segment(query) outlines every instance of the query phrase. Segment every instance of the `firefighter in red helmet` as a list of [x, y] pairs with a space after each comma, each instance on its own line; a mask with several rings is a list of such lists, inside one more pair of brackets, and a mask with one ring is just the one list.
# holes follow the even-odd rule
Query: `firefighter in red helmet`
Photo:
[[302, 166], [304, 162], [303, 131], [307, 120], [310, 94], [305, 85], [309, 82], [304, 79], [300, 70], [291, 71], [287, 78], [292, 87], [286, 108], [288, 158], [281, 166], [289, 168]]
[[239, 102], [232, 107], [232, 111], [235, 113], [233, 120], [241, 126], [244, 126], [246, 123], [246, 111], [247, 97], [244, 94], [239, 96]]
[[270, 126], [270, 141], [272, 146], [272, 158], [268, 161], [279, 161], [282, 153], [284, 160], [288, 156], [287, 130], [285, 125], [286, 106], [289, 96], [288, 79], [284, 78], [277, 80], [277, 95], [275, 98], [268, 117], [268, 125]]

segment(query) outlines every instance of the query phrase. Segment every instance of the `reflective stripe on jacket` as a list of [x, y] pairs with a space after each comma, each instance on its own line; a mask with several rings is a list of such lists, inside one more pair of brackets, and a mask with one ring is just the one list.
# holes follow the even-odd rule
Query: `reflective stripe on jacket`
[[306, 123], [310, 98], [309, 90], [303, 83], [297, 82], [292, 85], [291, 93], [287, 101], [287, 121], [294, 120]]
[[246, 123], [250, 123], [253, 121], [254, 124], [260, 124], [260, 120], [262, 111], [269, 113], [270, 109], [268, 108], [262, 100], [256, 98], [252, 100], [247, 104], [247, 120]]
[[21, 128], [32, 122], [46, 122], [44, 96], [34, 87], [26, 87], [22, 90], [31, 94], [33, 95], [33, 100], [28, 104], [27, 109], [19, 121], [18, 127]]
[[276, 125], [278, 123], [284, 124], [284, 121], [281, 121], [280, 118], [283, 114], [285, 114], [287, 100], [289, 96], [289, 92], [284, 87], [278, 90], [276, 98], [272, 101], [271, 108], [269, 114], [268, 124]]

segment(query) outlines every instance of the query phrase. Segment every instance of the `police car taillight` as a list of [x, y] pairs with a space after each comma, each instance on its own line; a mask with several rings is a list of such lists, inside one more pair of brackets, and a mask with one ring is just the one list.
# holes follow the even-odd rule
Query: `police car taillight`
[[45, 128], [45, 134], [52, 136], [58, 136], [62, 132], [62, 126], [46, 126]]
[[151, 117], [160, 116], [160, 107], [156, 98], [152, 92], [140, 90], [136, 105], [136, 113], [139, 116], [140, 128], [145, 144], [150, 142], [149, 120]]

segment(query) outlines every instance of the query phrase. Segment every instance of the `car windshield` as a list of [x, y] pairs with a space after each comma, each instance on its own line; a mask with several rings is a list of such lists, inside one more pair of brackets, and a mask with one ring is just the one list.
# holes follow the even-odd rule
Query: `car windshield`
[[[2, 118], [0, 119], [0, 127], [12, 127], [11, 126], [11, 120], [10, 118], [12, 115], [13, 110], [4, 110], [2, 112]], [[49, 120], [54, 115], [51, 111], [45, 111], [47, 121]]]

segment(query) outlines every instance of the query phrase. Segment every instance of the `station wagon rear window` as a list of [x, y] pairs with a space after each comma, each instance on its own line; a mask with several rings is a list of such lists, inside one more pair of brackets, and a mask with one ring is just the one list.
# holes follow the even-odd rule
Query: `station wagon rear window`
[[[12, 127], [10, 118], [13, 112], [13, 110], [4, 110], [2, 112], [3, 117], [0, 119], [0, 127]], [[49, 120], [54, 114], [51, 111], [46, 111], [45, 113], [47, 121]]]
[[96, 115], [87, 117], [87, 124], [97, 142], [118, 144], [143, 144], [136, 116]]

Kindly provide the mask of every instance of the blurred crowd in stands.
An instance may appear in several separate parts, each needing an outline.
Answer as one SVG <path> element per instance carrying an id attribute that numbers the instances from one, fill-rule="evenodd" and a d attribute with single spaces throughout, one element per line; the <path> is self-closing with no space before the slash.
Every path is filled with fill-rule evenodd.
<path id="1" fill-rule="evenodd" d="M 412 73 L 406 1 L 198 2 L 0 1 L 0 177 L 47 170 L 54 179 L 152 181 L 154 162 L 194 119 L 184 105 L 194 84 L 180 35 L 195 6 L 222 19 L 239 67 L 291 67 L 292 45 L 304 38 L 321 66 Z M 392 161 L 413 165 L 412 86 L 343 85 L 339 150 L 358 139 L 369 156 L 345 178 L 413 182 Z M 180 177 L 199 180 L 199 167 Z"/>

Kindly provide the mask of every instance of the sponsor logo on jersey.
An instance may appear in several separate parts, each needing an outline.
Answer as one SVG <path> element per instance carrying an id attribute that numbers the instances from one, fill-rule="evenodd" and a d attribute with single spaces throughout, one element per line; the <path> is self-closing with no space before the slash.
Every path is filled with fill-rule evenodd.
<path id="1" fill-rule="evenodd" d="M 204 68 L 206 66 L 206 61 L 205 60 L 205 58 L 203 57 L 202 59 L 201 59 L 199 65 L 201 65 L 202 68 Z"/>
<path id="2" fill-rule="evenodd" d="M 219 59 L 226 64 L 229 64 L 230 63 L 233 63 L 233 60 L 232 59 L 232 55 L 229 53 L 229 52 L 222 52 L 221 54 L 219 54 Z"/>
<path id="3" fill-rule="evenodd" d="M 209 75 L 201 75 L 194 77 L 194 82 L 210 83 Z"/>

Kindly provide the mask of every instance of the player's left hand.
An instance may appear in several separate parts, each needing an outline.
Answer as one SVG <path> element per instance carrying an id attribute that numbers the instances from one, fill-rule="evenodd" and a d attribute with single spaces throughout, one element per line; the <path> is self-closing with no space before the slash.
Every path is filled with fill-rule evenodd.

**Work instructions**
Rewrite everything from the start of the data down to the line containing "117], [268, 125]]", changing "red helmet" to "yellow helmet" and leaving everything else unchanged. Return only those lines.

**Exercise solution**
segment(query) outlines every instance of the query phrase. Segment every instance of the `firefighter in yellow helmet` as a list of [x, y] pairs with a space after each comma, each instance on its own line; a mask with several rings is a list of such lists, inside one more pair of brackets, and a mask with one ring is just the one list.
# holes follow the even-odd rule
Query: `firefighter in yellow helmet`
Photo:
[[302, 166], [304, 162], [303, 131], [307, 120], [310, 94], [305, 85], [309, 82], [304, 79], [300, 70], [291, 71], [287, 78], [292, 87], [286, 108], [288, 158], [281, 166], [289, 168]]
[[239, 102], [232, 107], [232, 111], [235, 113], [233, 120], [241, 126], [244, 126], [246, 123], [246, 111], [247, 97], [244, 94], [239, 96]]
[[270, 126], [270, 141], [272, 146], [272, 158], [268, 161], [279, 161], [282, 153], [284, 160], [288, 156], [287, 130], [285, 125], [286, 106], [289, 96], [288, 79], [284, 78], [277, 80], [277, 95], [275, 98], [268, 117], [268, 125]]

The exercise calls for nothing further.